**What needs to be done**
From the material below, list every line containing "Find".
[Opening Records for processing section]
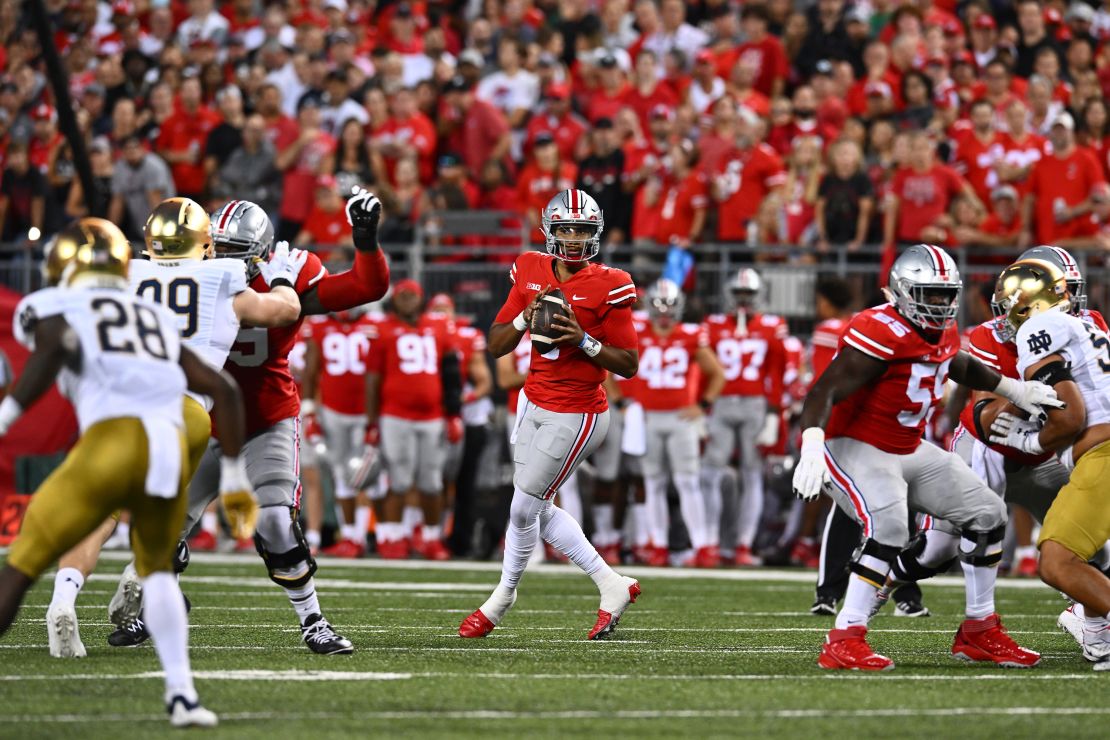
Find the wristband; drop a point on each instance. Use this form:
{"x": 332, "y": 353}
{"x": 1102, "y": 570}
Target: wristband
[Closing Records for processing section]
[Opening Records for processing section]
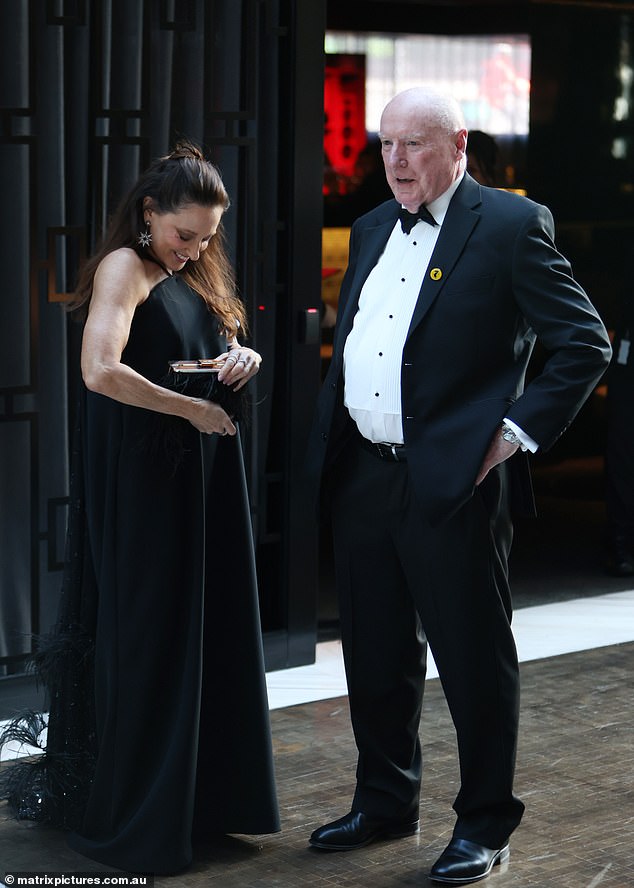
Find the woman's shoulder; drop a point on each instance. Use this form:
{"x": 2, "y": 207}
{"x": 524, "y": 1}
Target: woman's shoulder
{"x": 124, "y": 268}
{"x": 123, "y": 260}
[Closing Records for processing section]
[Opening Records for processing section]
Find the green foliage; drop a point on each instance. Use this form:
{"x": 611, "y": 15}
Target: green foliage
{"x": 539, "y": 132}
[Closing Records for processing section]
**Exercise result**
Find the wristband; drop a point on each instance. Use this form:
Find the woman's shoulder; drop a point on each instance. Use this form:
Find the green foliage; drop a point on each instance. Use this form:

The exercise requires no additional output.